Reproduce the records exactly.

[START Records for processing]

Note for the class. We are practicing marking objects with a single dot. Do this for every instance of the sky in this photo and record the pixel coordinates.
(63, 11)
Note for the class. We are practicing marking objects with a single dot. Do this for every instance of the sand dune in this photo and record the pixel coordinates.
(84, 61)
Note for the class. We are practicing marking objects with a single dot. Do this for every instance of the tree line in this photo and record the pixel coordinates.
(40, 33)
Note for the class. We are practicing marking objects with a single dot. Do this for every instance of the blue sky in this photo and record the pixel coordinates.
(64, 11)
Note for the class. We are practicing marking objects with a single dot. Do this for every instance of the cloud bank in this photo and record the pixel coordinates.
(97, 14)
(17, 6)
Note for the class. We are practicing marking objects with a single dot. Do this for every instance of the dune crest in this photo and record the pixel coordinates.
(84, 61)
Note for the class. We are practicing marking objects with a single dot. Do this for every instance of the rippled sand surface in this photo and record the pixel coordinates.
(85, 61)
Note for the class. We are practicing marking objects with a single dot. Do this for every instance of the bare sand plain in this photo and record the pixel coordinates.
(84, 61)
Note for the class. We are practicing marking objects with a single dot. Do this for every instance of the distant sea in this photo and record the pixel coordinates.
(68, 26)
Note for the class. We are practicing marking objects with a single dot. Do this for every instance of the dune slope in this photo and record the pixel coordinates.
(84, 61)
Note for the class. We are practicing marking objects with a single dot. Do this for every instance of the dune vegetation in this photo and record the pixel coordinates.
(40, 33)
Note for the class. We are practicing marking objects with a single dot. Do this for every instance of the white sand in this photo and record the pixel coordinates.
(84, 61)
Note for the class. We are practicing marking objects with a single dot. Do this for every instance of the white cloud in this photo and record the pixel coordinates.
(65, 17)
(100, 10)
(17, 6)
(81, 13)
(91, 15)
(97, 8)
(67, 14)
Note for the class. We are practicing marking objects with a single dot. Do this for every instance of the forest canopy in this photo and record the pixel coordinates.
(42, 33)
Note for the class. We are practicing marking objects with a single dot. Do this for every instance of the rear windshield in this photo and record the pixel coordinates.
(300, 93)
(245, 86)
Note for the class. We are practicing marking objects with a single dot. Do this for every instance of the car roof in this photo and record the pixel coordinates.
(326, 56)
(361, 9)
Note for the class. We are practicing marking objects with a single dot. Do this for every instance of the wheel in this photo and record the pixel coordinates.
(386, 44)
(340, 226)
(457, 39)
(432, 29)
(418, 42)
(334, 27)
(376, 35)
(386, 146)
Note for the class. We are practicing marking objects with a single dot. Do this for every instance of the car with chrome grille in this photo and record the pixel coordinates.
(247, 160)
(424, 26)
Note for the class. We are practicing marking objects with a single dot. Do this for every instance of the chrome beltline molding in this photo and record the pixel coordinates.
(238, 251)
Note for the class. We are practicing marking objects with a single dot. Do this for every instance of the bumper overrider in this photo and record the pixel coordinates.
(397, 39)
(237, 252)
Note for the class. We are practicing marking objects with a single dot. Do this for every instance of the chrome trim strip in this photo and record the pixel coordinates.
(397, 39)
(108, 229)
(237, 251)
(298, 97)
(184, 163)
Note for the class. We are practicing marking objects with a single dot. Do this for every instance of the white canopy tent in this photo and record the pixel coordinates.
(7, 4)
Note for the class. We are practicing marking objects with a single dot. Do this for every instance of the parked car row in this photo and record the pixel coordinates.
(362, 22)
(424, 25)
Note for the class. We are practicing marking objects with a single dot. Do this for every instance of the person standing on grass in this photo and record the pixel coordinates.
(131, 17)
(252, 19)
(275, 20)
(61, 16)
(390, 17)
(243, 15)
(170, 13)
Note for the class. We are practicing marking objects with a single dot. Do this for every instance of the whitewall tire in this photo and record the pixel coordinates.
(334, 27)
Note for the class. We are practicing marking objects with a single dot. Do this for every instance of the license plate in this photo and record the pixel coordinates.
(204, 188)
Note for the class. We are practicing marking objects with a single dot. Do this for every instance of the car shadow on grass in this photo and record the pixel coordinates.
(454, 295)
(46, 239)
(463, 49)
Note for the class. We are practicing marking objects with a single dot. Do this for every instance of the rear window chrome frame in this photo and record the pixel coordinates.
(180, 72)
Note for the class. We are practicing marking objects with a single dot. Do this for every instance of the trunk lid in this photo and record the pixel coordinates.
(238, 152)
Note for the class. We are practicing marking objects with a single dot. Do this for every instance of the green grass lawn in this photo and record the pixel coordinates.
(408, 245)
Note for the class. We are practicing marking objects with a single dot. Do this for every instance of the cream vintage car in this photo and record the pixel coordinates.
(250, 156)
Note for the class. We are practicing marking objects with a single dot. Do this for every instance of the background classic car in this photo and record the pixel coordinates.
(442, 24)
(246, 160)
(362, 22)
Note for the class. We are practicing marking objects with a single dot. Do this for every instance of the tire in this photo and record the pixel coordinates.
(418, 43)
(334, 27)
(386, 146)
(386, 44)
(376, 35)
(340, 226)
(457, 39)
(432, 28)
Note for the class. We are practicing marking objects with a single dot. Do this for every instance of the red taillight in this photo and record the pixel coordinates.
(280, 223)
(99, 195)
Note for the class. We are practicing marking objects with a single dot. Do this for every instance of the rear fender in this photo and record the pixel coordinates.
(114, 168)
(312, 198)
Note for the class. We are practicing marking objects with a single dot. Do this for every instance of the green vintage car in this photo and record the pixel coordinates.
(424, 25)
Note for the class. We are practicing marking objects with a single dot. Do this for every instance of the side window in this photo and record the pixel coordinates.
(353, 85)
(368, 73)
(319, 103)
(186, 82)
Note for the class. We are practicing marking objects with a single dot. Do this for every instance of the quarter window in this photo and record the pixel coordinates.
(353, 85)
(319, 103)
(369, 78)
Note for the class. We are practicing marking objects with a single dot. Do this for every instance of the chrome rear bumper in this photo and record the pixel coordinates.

[END Records for processing]

* **Exercise answer**:
Note for the class. We are practicing marking objects with a single dot. Do this for every instance of the sky in this photo and record the pixel coordinates.
(63, 11)
Note for the class. We are practicing marking objects with a single dot. Do this for every instance of the sand dune in this photo and record the pixel coordinates.
(84, 61)
Note for the class. We are practicing marking objects with a single dot. Do this for every instance of the tree line in this photo and record the pixel coordinates.
(40, 33)
Note for the class. We are practicing marking objects with a single dot. Do this for every instance of the blue sky in this photo and record the pixel coordinates.
(64, 11)
Note for the class. We are practicing marking objects with a single dot. Do this for every instance of the cloud bank in this photo and record the pixel coordinates.
(97, 14)
(17, 6)
Note for the class. We are practicing marking objects with a single dot. Do this for every instance of the dune crest in this photo and record the pixel coordinates.
(84, 61)
Note for the class. We are practicing marking objects with a single dot. Do this for every instance of the rippled sand surface in this photo and record the pixel coordinates.
(85, 61)
Note for the class. We are practicing marking objects with a single dot. Do this for every instance of the bare sand plain in this photo and record the pixel coordinates.
(84, 61)
Note for the class. We are practicing marking objects with a single dot. Do this for every instance of the distant sea in this photo and record the pixel coordinates.
(68, 26)
Note for the class. We are practicing marking objects with a single dot. Do this for every instance of the dune slope in this photo and record the pixel coordinates.
(84, 61)
Note for the class. We are practicing marking objects with a single dot. Do this for every instance of the dune vegetation in this photo and record the pixel coordinates.
(40, 33)
Note for the class. We are practicing marking objects with a single dot. Do this for every instance of the white sand in this photo and record the pixel coordinates.
(84, 61)
Note for the class. We are practicing marking objects with a single dot. Do this for every instance of the white cloud in this photo and record the pixel coordinates.
(65, 17)
(100, 10)
(17, 6)
(81, 13)
(91, 15)
(97, 8)
(67, 14)
Note for the class. We are practicing marking objects with a single dot. Do this for every instance of the forest canopy in this photo and record the pixel coordinates.
(42, 33)
Note for the class. We are practicing marking objects with a single dot. Do this for every instance of the rear windshield in this photo and record the pixel coordinates.
(300, 93)
(245, 86)
Note for the class. We are practicing marking objects with a single dot. Do this for every instance of the car roof in this photo and record the pixel coordinates.
(326, 56)
(361, 9)
Note for the class. We are practicing marking objects with a single dot. Do this for every instance of the wheel in this photo and record the pixel coordinates.
(386, 44)
(340, 226)
(457, 39)
(432, 29)
(418, 42)
(334, 27)
(376, 35)
(386, 146)
Note for the class. We are practicing marking objects with a single dot. Do this for every instance of the car with chrome grille in this photo and record the pixel coordinates.
(247, 160)
(424, 26)
Note for the class. We are practicing marking objects with a single dot. Do this for every instance of the chrome beltline molding in this photo and record the pixel coordinates.
(238, 251)
Note for the class. We are practicing marking objects with a single dot. Do this for every instance of the bumper overrider in this photo and record the pixel coordinates.
(397, 39)
(237, 252)
Note for the class. We are practicing marking objects with a single dot. Do this for every instance of the chrome trim strip in this photo and record the pixel coordinates.
(397, 39)
(108, 229)
(237, 251)
(298, 97)
(184, 163)
Note for the class. We are practicing marking objects with a single dot. Do this for every instance of the white canopy tent in this photo and record the pixel coordinates.
(7, 4)
Note for the class. We are practicing marking objects with a single dot. Do this for every instance of the parked car row in this photo and record the pixel coordinates.
(362, 22)
(424, 25)
Note for the class. We are practicing marking objects with a single dot. Do this for every instance of the person standing on grass in this photo and record the pixel coordinates.
(131, 17)
(252, 19)
(275, 20)
(61, 16)
(390, 17)
(243, 15)
(170, 13)
Note for the class. We are practicing marking objects with a single dot. Do this for every instance of the whitewall tire in this photo and record the pixel coordinates.
(334, 27)
Note for the class. We are practicing marking objects with a single dot. Do this for every instance of the license plate in this photo and record the pixel coordinates.
(204, 188)
Note for the class. We are practicing marking objects with a single dot. Do this for every instance of the car shadow on grass in this photo and record the pixel coordinates.
(454, 295)
(46, 239)
(463, 49)
Note for the class. We are practicing marking objects with a single dot. Do this for every instance of the rear window chrome frame in this photo and record the pixel coordinates.
(180, 72)
Note for the class. We are practicing marking objects with a single dot. Do this for every instance of the trunk lid in this photo and record the pixel coordinates.
(238, 152)
Note for the class. We are practicing marking objects with a single dot. Do this for every instance of the green grass lawn in this photo and record the pixel coordinates.
(408, 245)
Note for the class. We are practicing marking objects with a single dot. Do this for every instance of the cream vintage car in this photo and record the pixel coordinates.
(250, 156)
Note for the class. We are practicing marking objects with a single dot. Do this for every instance of the background classic car in this photo and record the pixel coordinates.
(442, 24)
(246, 160)
(362, 22)
Note for the class. We are practicing marking objects with a single dot. Do this for every instance of the tire in this photo and record the pixel coordinates.
(418, 43)
(334, 27)
(386, 146)
(386, 44)
(376, 35)
(340, 226)
(457, 39)
(432, 28)
Note for the class. We are practicing marking objects with a single dot. Do this for every instance of the red taillight in this photo and record the pixel coordinates.
(280, 223)
(99, 195)
Note for the class. We are practicing marking objects with a single dot. Do this for every instance of the rear fender in this photo and record the pixel coordinates.
(114, 168)
(312, 198)
Note for the class. We are practicing marking objects with a single dot. Do this for every instance of the green vintage car in this photo and record the pixel coordinates.
(424, 25)
Note for the class. We are practicing marking objects with a single dot. Do this for every instance of the side window in this photo and record the pixel coordinates.
(353, 85)
(368, 73)
(319, 103)
(186, 82)
Note for the class. We are practicing marking objects with a single dot. Do this for every instance of the quarter window in this photo and record the pixel coordinates.
(353, 85)
(319, 103)
(369, 78)
Note for the class. We are practicing marking objects with a single dot. Do this for every instance of the chrome rear bumper in this photo and record the pixel coordinates.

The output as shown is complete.